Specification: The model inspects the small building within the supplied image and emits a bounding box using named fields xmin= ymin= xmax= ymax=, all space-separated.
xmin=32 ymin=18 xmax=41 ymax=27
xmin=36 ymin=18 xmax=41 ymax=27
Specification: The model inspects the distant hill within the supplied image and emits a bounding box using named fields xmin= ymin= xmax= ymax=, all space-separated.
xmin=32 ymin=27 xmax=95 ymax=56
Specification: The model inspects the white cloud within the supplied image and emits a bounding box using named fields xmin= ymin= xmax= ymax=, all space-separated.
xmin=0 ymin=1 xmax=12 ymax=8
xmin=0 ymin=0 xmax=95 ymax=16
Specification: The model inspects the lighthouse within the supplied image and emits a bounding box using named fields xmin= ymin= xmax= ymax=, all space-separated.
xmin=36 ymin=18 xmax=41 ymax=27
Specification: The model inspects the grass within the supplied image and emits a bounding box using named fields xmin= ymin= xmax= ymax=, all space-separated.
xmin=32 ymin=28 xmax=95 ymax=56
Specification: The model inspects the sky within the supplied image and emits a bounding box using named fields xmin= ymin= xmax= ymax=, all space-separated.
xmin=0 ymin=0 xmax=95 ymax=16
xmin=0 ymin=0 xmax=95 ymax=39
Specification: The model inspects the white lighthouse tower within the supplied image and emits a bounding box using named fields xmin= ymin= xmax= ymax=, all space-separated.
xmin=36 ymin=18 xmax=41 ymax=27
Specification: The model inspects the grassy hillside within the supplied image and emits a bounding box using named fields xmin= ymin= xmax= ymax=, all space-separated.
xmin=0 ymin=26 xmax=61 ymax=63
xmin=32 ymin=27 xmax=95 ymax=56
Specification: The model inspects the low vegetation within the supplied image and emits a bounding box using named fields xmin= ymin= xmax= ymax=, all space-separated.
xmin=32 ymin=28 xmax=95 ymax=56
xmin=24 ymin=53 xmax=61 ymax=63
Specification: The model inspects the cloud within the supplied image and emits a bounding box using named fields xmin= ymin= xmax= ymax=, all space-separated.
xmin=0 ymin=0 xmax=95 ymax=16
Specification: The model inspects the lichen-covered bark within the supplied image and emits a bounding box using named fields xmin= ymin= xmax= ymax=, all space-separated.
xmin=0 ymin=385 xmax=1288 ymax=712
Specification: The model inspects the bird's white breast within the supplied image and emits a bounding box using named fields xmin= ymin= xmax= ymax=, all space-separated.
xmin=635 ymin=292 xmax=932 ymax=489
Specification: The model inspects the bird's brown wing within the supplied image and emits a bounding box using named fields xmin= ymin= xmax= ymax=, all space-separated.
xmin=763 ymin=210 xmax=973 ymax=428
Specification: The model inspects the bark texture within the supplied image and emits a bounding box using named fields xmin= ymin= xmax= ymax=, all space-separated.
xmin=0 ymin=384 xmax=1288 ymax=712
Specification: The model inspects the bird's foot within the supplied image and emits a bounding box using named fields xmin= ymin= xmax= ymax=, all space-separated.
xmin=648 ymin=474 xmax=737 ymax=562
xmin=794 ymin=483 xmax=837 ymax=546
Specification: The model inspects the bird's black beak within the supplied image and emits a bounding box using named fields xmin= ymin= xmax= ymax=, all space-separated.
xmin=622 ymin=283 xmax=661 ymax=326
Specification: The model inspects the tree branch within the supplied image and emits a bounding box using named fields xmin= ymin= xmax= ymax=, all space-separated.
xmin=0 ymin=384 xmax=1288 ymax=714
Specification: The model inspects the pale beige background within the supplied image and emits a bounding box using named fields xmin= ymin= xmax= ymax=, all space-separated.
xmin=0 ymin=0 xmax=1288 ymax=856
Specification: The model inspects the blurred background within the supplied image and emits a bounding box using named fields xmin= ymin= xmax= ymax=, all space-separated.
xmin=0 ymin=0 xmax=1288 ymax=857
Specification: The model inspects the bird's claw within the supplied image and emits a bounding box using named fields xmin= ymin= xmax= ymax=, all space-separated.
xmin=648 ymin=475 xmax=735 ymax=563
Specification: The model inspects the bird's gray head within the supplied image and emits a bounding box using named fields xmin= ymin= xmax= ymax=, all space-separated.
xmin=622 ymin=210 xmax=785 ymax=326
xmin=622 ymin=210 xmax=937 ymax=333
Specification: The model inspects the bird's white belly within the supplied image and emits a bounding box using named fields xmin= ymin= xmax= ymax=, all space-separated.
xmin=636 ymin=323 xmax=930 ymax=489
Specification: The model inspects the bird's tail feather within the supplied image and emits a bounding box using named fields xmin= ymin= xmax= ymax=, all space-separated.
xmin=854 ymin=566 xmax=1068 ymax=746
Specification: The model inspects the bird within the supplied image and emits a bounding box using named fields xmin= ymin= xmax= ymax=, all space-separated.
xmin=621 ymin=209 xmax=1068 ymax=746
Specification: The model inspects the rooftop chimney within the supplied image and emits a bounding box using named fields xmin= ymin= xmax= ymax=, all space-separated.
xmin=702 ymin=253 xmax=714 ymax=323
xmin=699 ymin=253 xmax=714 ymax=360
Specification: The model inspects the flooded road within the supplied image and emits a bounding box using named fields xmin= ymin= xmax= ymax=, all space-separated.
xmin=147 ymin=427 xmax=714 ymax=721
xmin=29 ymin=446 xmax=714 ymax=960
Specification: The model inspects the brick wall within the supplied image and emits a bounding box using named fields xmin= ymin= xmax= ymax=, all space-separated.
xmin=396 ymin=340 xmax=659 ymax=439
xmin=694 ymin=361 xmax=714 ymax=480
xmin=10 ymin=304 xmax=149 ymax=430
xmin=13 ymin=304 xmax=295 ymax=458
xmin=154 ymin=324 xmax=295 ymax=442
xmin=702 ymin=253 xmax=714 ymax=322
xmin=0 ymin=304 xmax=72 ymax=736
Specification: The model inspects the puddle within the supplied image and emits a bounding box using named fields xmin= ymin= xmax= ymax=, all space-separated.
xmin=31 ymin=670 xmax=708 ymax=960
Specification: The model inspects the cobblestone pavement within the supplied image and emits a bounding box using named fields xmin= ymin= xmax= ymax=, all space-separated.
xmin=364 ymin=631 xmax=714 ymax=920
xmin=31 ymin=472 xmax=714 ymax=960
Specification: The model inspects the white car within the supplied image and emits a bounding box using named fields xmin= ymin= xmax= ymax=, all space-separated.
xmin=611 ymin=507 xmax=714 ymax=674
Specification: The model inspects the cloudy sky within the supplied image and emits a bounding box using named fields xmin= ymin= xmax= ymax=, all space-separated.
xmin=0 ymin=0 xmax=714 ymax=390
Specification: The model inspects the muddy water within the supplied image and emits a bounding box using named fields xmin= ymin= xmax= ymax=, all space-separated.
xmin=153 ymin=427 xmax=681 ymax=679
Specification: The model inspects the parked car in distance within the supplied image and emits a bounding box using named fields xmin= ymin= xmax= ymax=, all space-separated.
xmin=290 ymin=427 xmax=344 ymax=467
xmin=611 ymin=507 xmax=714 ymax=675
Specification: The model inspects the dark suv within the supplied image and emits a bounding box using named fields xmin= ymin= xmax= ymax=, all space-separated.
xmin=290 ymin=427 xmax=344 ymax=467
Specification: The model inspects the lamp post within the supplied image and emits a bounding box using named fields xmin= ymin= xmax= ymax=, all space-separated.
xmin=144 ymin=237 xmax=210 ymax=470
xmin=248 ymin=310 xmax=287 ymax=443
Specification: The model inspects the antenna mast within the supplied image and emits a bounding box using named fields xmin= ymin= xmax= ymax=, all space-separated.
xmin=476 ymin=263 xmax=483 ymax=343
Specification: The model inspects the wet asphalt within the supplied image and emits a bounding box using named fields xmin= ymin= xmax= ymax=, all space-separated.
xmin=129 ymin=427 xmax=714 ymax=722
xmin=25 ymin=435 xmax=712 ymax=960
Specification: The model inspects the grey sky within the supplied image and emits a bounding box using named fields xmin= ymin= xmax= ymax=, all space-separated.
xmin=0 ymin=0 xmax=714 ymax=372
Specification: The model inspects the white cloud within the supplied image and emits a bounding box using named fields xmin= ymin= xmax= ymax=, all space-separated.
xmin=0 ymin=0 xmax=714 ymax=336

▬▬▬▬▬▬

- [Exercise requirements]
Can you rewrite everything from the line containing "Specification: The model inspects the antenna" down to the end of the records, requests included, with every bounding-box coordinate in the answers scaled by 1.45 and rounded to a whole number (halves up)? Give only those lines.

- [Written solution]
Specification: The model inspects the antenna mast within the supplied image and emits a bounding box using named fields xmin= ymin= xmax= ymax=, all space-separated.
xmin=690 ymin=381 xmax=700 ymax=497
Specification: The model inspects the wet asphalt within the supplied image and emits a bounding box using named fields xmin= ymin= xmax= ymax=, all space-separated.
xmin=187 ymin=619 xmax=1035 ymax=1047
xmin=36 ymin=631 xmax=1032 ymax=1392
Specification: The model inspects the grey sky within the supplied image and emits a bounding box using named fields xmin= ymin= xmax= ymax=, all space-separated.
xmin=0 ymin=0 xmax=1035 ymax=539
Specification: The model inspects the white cloud within the supplied image and emits a bounding box using named fields xmin= ymin= xmax= ymax=, all space-separated.
xmin=0 ymin=0 xmax=1035 ymax=487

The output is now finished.